Cuenta ella y también que, esa misma mañana, lo había acompañado a su cita de control, de la cual salieron airosos ya que, días antes, había osado leer los resultados de unos exámenes de esposo que ahora delataban la presencia de un nuevo tumor en un área cercana a la anterior; lo cual el médico explicó como un error del radiólogo que lo había confundido con una parte del intestino el cual había sido movido un poco de su posición natural. 

El 30 de mayo, Uriel fue llevado de urgencia, manifestando intenso dolor en el abdomen (ahí, donde siempre: en el páncreas), que fue controlado de inmediato. Se le realizó una TAC (Tomografía Axial Computarizada) que delató que la masa que se había observado en el examen anterior sí era un tumor y que de hecho, habían más. 

Una semana después, fue dado de alta, mientras jugaba al King (el juego de cartas predilecto de la familia), en su habitación, con sus hermanas y Jorge; a quien, por esas fechas, lo separaban solo dos meses de ser padre también, pero antes de eso, Uriel había sido remitido para ser ahora atendido por la “Clínica Del Dolor” de la misma institución donde estaba.

▶ **Actividad A**:
Conteste estas preguntas con base en el relato sobre la enfermedad de Uriel:
(i) ¿Cómo explicó el médico la presencia del nuevo tumor que mostraban los exámenes?
(ii) ¿En qué fecha fue llevado Uriel de urgencia?
(iii) ¿A qué jugaba Uriel en su habitación cuando fue dado de alta?
▶ **Actividad B**: Prosiga el relato sobre la enfermedad de Uriel a partir de su última oración.

▶ **Información extraída**:
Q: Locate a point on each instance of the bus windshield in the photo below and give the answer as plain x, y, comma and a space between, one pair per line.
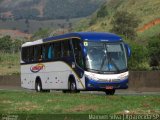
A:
106, 57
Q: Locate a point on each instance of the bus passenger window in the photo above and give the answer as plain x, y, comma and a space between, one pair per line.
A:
67, 51
31, 54
57, 49
78, 52
50, 52
38, 53
25, 54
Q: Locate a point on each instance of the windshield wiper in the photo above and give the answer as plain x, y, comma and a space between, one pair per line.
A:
104, 59
115, 65
109, 61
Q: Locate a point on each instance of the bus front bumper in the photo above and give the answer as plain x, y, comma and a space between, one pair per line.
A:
96, 85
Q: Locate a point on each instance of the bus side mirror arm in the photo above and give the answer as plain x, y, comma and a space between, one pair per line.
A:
84, 51
128, 50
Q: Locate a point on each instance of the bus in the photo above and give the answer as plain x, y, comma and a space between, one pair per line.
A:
74, 62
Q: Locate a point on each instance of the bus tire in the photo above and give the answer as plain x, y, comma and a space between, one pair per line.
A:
72, 86
110, 92
38, 86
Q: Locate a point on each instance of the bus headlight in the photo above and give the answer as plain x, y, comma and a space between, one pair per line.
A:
123, 77
91, 76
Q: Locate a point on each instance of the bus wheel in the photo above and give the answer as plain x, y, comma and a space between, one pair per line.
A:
72, 86
110, 92
38, 86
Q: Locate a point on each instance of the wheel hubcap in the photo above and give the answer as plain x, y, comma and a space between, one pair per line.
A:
38, 87
73, 86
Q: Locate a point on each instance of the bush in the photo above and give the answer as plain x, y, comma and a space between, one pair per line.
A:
154, 51
139, 57
124, 23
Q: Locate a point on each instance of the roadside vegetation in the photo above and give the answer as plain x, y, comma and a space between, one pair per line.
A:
9, 55
21, 102
125, 17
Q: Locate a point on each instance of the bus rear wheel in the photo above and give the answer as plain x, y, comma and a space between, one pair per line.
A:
110, 92
38, 86
73, 87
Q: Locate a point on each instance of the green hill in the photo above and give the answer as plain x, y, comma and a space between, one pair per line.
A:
48, 9
145, 10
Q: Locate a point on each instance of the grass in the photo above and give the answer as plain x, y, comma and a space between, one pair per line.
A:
22, 102
9, 63
151, 32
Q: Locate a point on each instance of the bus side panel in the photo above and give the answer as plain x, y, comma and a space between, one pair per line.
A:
27, 78
53, 75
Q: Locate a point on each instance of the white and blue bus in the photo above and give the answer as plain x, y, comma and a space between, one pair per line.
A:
88, 61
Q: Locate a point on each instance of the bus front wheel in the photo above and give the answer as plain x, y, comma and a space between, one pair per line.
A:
73, 87
110, 92
38, 86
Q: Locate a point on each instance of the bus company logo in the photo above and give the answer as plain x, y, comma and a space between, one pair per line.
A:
37, 68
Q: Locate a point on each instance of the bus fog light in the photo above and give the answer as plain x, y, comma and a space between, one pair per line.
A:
90, 85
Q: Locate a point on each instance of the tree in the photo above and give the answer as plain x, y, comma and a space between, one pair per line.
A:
124, 23
41, 33
102, 12
154, 51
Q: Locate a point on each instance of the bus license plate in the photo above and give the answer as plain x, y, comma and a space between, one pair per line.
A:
109, 87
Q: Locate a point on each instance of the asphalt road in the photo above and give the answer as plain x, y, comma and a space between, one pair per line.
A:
118, 92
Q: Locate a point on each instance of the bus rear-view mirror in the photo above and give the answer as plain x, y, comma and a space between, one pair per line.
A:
128, 50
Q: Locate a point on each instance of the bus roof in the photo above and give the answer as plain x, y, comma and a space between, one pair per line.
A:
87, 36
90, 36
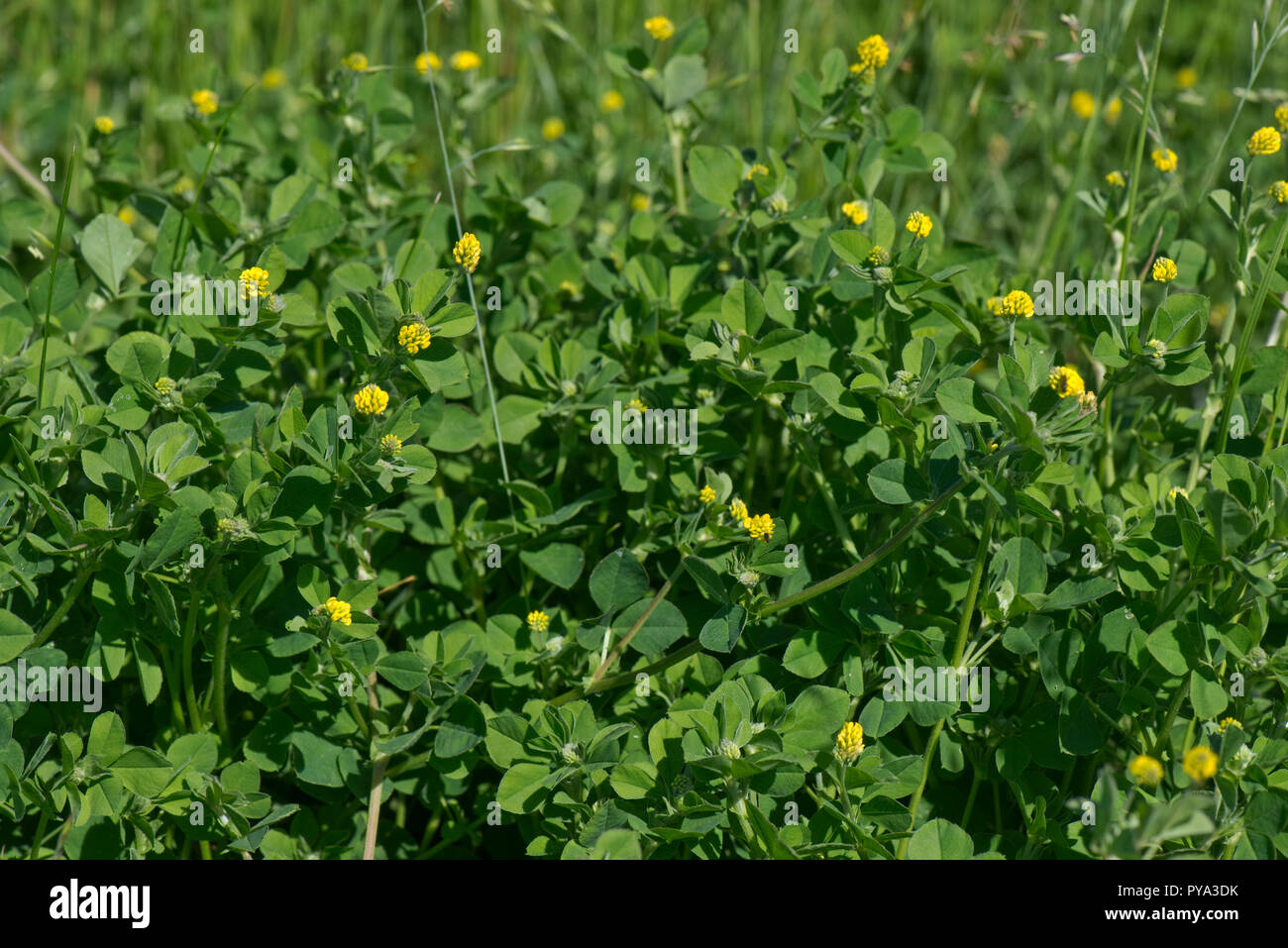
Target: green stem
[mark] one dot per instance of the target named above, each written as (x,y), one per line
(958,648)
(53,269)
(1140,145)
(867,562)
(1245,337)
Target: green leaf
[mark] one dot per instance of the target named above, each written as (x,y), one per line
(617,581)
(110,248)
(715,174)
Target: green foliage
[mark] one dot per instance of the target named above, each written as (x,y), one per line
(469,613)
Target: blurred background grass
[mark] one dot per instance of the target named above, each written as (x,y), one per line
(983,72)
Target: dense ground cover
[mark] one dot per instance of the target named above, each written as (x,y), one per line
(333,347)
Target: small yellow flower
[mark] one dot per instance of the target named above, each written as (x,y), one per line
(1263,141)
(468,252)
(339,610)
(465,60)
(857,211)
(849,742)
(1146,771)
(660,27)
(1163,269)
(1199,763)
(413,337)
(874,53)
(205,101)
(1067,381)
(1163,158)
(372,399)
(253,282)
(761,527)
(1018,303)
(918,224)
(1082,103)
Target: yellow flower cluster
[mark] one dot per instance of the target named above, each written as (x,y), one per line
(849,742)
(1146,771)
(1199,763)
(855,210)
(1018,303)
(468,252)
(253,282)
(660,27)
(339,610)
(761,527)
(205,101)
(918,224)
(1263,142)
(413,337)
(874,53)
(1067,381)
(372,399)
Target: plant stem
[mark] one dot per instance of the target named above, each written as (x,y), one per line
(867,562)
(958,648)
(1140,146)
(53,269)
(1245,337)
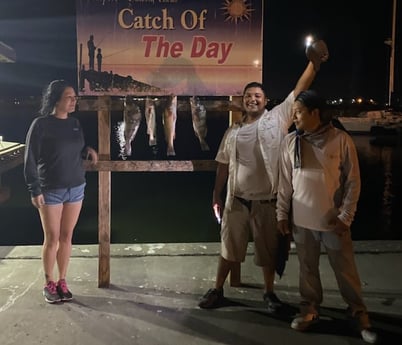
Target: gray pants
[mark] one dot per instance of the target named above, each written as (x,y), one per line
(341,258)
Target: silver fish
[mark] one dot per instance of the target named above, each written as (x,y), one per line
(169,123)
(150,117)
(199,118)
(132,120)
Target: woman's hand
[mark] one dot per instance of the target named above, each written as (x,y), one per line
(38,201)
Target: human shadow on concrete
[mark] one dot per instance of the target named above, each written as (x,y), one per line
(239,321)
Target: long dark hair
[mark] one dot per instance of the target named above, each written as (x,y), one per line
(51,95)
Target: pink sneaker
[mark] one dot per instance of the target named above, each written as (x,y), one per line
(63,291)
(50,293)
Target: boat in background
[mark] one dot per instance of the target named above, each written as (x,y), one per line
(364,121)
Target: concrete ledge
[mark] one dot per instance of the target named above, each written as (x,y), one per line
(175,249)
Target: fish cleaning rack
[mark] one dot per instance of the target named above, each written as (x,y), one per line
(104,105)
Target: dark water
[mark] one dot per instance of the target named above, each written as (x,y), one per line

▶ **Resultado A**:
(i) Como un error del radiólogo, que lo había confundido con una parte del intestino movida un poco de su posición natural.
(ii) El 30 de mayo.
(iii) Al King, el juego de cartas predilecto de la familia.

▶ **Resultado B**:
Ese mismo día, antes de marcharse, recibió la visita de un anestesiólogo, quien le propuso que se le realizase pronto un bloqueo simpático regional (procedimiento ambulatorio por medio del cual, como su nombre lo indica, se bloquean algunos nervios) para evitar los dolores del Cáncer y mejorar su calidad de vida. Él aceptó de inmediato y solo unos días después ya estaba listo, todo vestido de material quirúrgico, firmando el consentimiento previo necesario para esta intervención.

Cerca de dos horas después de entrar caminando a la sección de Imágenes Diagnósticas del hospital, donde se llevaría a cabo el bloqueo, Uriel no podía mover sus piernas, más que de una forma mínima e inútil. Esa misma noche fue hospitalizado de nuevo y esta vez por cerca de veinte días, durante los cuales y con la ayuda de fisioterapeutas, se dedicó, como en su lejana infancia, a aprender de nuevo a caminar. No obstante, con el tiempo, ¡Lo logró!

Mientras tanto y aún contra su voluntad; los familiares, indignados al verlo pelear de nuevo contra la ley de la gravedad y sufrir severos dolores en las piernas, que hasta requerían morfina; redactaron una carta que exigía inmediata respuesta de la clínica ante tal circunstancia que consideraban irregular. Sin embargo, al final, todo terminó en una junta médica en la que se les explicó que, prácticamente, todo reposaba sobre el consentimiento que él había firmado e igualmente, se dispuso de los mejores profesionales del lugar para hacerse cargo, mientras estuviera hospitalizado.

Adiós, superhéroe

Después de regresar a casa, empezó a cerrarse el ciclo natural de la vida. Yo aprendí (y sé que, asimismo, todos) mucho sobre la vida y la muerte, observándolo a él ahí acostado:

Aprendí a verlo igual que a los héroes de guerra, peleando él solo y con el enemigo, bombardeándolo por dentro, sin piedad.

Aprendí de los frutos de una vida bien vivida y de ser una buena persona.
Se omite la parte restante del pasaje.